--- begin ---

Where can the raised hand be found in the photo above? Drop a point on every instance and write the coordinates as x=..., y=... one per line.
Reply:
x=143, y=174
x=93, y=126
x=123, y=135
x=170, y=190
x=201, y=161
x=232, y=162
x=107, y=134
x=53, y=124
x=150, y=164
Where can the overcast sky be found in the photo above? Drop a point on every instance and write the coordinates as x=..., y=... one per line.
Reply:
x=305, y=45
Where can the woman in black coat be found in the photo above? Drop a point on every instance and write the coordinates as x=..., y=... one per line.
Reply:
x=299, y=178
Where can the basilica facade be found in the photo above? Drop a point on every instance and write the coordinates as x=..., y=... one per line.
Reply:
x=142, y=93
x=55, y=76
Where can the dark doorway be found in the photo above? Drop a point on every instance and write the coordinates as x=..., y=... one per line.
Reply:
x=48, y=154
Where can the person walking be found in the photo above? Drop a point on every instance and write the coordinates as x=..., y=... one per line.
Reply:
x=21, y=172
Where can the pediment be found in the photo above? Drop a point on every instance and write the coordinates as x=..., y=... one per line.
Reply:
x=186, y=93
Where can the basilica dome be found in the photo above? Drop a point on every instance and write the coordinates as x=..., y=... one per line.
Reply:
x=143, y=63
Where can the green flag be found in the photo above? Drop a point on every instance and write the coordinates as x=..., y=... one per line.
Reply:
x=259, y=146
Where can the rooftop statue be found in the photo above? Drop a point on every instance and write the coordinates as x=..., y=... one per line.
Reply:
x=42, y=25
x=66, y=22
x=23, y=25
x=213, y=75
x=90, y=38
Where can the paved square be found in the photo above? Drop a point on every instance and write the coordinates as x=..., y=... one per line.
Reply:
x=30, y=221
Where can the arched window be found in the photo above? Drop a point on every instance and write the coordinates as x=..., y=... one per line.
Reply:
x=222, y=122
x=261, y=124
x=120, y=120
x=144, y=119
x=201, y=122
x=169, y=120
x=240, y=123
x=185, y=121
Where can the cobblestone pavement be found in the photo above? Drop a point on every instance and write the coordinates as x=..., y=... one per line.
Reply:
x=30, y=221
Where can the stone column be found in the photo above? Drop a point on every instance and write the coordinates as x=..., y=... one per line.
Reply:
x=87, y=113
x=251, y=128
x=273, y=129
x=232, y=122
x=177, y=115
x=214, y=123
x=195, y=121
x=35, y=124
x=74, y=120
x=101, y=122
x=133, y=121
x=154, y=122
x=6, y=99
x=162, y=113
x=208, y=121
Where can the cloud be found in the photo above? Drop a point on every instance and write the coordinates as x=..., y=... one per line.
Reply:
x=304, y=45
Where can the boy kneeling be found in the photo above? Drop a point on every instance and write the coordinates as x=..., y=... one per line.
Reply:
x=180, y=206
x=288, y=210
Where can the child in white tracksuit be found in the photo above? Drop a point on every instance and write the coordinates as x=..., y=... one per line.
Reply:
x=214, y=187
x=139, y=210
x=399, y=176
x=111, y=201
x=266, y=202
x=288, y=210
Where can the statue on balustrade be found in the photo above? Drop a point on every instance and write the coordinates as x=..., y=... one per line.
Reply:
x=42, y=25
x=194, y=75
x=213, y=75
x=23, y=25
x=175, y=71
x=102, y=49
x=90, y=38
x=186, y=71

--- end ---

[What you have to do]
Extract the full listing above without alteration.

[Completed exercise]
Where can the raised hand be found in the photo above? Drop a point on every instance and write the coordinates as x=..., y=... one per line.
Reply:
x=143, y=174
x=93, y=126
x=123, y=135
x=170, y=190
x=201, y=161
x=232, y=162
x=107, y=134
x=53, y=124
x=150, y=164
Where can the overcast sky be found in the photo above? Drop a point on every instance and write the coordinates as x=..., y=... one per line.
Reply:
x=305, y=45
Where can the woman in black coat be found in the photo above? Drop a point on every instance and write the coordinates as x=..., y=... one per line.
Reply:
x=299, y=178
Where can the basilica facade be found in the photo above? Drop a point on every instance and write the coordinates as x=..., y=... one per line.
Reply:
x=142, y=93
x=55, y=76
Where can the dark doorway be found in the photo above? Drop a point on every instance and write the coordinates as x=..., y=... one per line.
Reply:
x=48, y=154
Where can the person walking be found in the photo above? Drop a point on every instance and write the coordinates as x=..., y=... one per line.
Reply:
x=21, y=172
Where can the pediment be found in the photo above? Drop a point on every instance and write the coordinates as x=..., y=... one per line.
Reply:
x=186, y=93
Where can the basilica dome be found in the photo above? Drop a point on every instance and write the coordinates as x=..., y=... one per line.
Reply:
x=143, y=63
Where can the green flag be found in the photo above? Drop a point on every instance and write the coordinates as x=..., y=... one per line.
Reply:
x=259, y=146
Where can the rooftop statue be found in the photo above? Drop a point on every instance and write the coordinates as x=..., y=... one per line.
Reply:
x=42, y=25
x=66, y=22
x=23, y=25
x=213, y=75
x=90, y=38
Where can the paved square be found in the photo above? Drop a point on every instance and write the coordinates as x=..., y=... one per line.
Reply:
x=30, y=221
Where can the arched window be found in the photo above? Drop a point on every instance and write the coordinates as x=..., y=... one per line.
Reply:
x=222, y=122
x=261, y=124
x=120, y=120
x=144, y=119
x=201, y=122
x=169, y=120
x=240, y=123
x=185, y=121
Where can the cobblestone pavement be found in the photo above? Drop a point on every instance and write the coordinates as x=..., y=... one per line.
Reply:
x=30, y=221
Where can the stone column be found in the photo above? Drop a point on every instance and write the coordinates as x=..., y=... one per line.
Reply:
x=87, y=113
x=251, y=128
x=273, y=129
x=232, y=122
x=177, y=115
x=214, y=123
x=195, y=121
x=35, y=124
x=74, y=120
x=101, y=122
x=133, y=121
x=154, y=122
x=6, y=99
x=162, y=113
x=208, y=121
Where can the cloud be found in the photo above? Drop a point on every instance and write the coordinates as x=..., y=... one per line.
Reply:
x=304, y=45
Where can the boy kneeling be found in the photo above? Drop a point on every instance and write the coordinates as x=..., y=... one per line.
Reply:
x=180, y=206
x=288, y=210
Where can the child in white tracksuit be found in the photo above? Drop a point on every instance and write the coordinates as x=..., y=... one per line.
Reply:
x=214, y=187
x=139, y=210
x=399, y=176
x=111, y=201
x=266, y=202
x=288, y=210
Where can the statue on balustrade be found in the photo above? Drop a point on every instance and write the coordinates as x=..., y=... one per line.
Reply:
x=42, y=25
x=194, y=75
x=213, y=75
x=23, y=25
x=175, y=71
x=102, y=49
x=90, y=38
x=186, y=71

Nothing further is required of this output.